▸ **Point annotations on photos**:
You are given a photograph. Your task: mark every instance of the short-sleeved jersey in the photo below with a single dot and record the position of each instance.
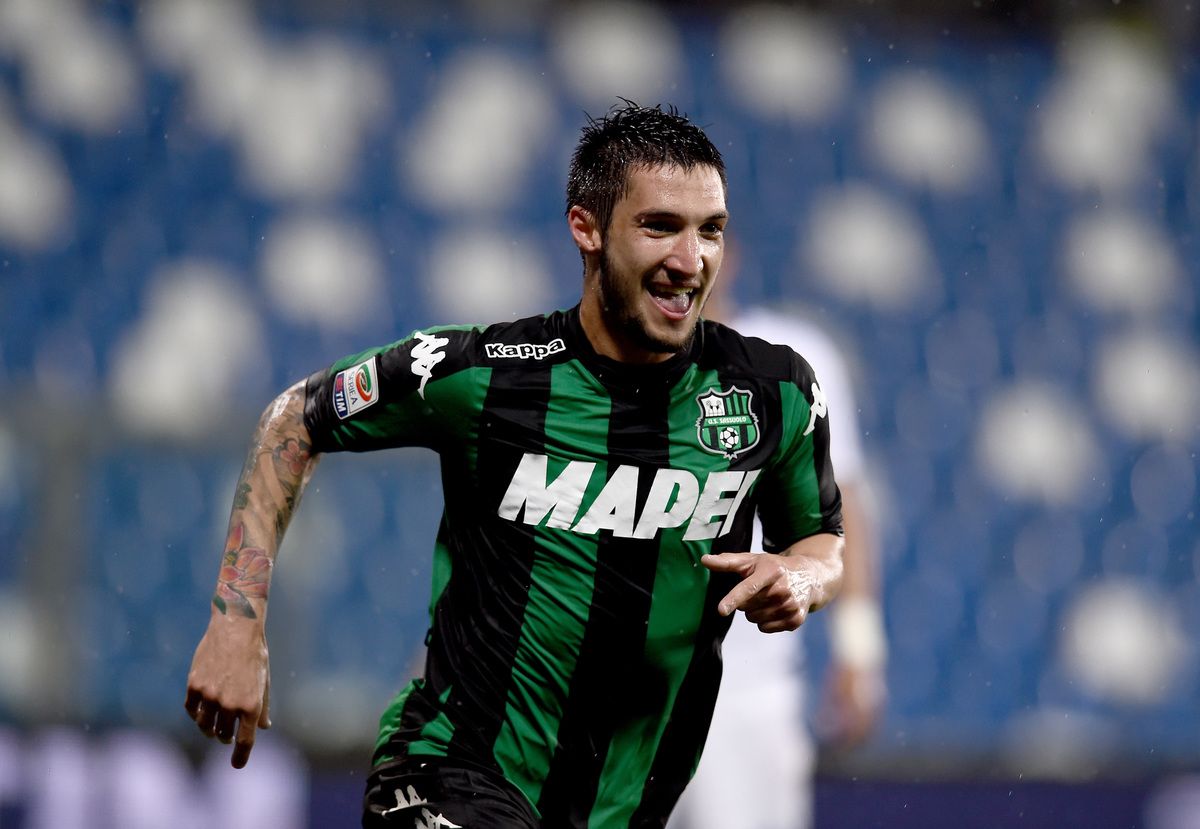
(575, 642)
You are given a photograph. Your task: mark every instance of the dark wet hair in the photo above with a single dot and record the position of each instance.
(630, 136)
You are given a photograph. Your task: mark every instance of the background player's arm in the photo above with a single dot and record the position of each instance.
(855, 684)
(778, 592)
(228, 685)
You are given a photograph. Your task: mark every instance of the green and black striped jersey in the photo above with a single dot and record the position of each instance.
(575, 641)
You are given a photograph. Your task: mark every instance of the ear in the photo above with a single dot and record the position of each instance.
(583, 229)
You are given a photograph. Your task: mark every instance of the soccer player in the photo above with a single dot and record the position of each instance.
(759, 760)
(601, 468)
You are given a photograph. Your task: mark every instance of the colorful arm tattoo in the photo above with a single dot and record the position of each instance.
(265, 498)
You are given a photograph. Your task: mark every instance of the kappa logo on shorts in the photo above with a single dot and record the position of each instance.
(427, 820)
(525, 350)
(355, 388)
(727, 424)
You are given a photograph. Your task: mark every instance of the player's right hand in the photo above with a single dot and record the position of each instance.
(229, 684)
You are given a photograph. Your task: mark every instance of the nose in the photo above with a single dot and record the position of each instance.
(687, 256)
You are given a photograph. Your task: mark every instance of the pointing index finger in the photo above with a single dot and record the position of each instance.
(245, 742)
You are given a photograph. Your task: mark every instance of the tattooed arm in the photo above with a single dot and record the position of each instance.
(228, 686)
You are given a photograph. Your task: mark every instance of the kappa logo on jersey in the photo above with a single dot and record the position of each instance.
(820, 408)
(427, 354)
(727, 424)
(675, 497)
(355, 388)
(525, 350)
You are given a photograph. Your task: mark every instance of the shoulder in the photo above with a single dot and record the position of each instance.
(497, 343)
(727, 349)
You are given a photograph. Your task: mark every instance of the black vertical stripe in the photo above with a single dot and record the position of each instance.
(481, 611)
(688, 724)
(693, 713)
(603, 697)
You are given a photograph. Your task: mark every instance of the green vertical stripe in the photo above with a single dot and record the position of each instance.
(804, 487)
(678, 605)
(561, 586)
(471, 388)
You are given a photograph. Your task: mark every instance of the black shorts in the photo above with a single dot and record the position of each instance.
(421, 792)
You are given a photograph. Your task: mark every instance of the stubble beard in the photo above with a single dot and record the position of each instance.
(621, 310)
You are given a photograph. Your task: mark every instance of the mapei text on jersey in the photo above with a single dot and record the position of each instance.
(676, 497)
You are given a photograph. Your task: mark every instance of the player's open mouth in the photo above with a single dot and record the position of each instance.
(673, 301)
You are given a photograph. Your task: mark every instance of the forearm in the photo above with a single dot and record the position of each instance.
(817, 560)
(273, 479)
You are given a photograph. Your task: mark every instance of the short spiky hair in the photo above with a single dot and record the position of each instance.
(629, 137)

▸ **Direction**:
Repeat every entry above word for word, points included, and leave out the pictures.

▸ **Correct answer**:
You are given a photograph. Your task: mark every instance of the short-sleeved jersey in the photo below with a single dot and record the position of each instance.
(575, 642)
You are given a photograph. Your task: mark every instance of the dark wet hair in the photo above with a single dot and record the position of each instance.
(630, 136)
You are given a photograph. Your task: mark every instance of the background player's arm in the photo above with a single dot and record the position of each instance.
(855, 684)
(778, 592)
(228, 685)
You are given a photograph. Your task: mark every instance of the green and black striped jersey in the photo above with a single dot and record the position of each instance.
(575, 641)
You are given a photograph. Your task: mark every instance of the ear in the photo above with a single dot and record the position of each instance.
(583, 229)
You are given a photograph. Your task: mark every instance of the soccer player in the photo above with a single dot and record the position of each instance.
(759, 760)
(601, 468)
You are given a photograph. Your task: mark every instance of the colorful arm tattoo in the photo above with a single dot and record the position of each instance.
(265, 498)
You are given a photograph. Your task: mark every instance of the kappa logo on shorts in the photo above with a single dot and record the position of each instance.
(427, 820)
(525, 350)
(355, 388)
(727, 424)
You are given a photograph. Your task: mark every instance of the player's right hand in the photo above with a single dot and record the position of each instance.
(229, 684)
You are given a photograph. Your task: mark every instance of the nose in the photo above with a single dot and record the position of each instance.
(687, 256)
You are given a photograph. Your task: mark every instance of the pointing index finger in the photo above with a single dot and record the position of each instance.
(245, 742)
You are given a photograph. Your task: mark every instance of the tattooed arm in the photo above with a single dot and record the position of each instance.
(228, 686)
You are given a photograph. Your task: mark every instance of the kappa logo on jersey in the photo above with a single dot and record the position of each instance.
(820, 408)
(427, 354)
(727, 424)
(675, 497)
(355, 388)
(525, 350)
You are given a photograph. Your task: mark every instance of the shoulder in the photo above with a single dot and record the position of each instance.
(497, 343)
(727, 349)
You are given a photograph. Your task: mark every instance of the black vertical stripe in the photo above with a single dot and record the position of each instance.
(481, 611)
(688, 724)
(693, 713)
(603, 697)
You are given a photograph. Your task: mark every instance of the green vertical stripe in the photo above with a single dot and record the position of each instance.
(804, 487)
(678, 605)
(561, 586)
(471, 388)
You are given a photograph. Your task: mark every instance of the black shorts in the photo above with a single dot and record the position of each instance.
(421, 792)
You are given a photograph. Your task: mark every instance of the stubble beard in the photo above with a single dot and record the position of each instance.
(621, 310)
You are given a photograph. Your task: mark every instance of the mapei text on jersey in the photo above with a single dot and record the position of each instance.
(676, 497)
You are given a photograph. Your task: mark every instance of the player's open mouth in the photo above with a single dot and record the position of each instance.
(673, 301)
You are given a photograph. Your task: mark every instance of the forearm in the photo above with a single dot and record the position of each instance.
(817, 560)
(273, 479)
You are given a photograph. Your task: mark every instance of the short spiky hair in the photo above with a single dot and record the position of each instance.
(629, 137)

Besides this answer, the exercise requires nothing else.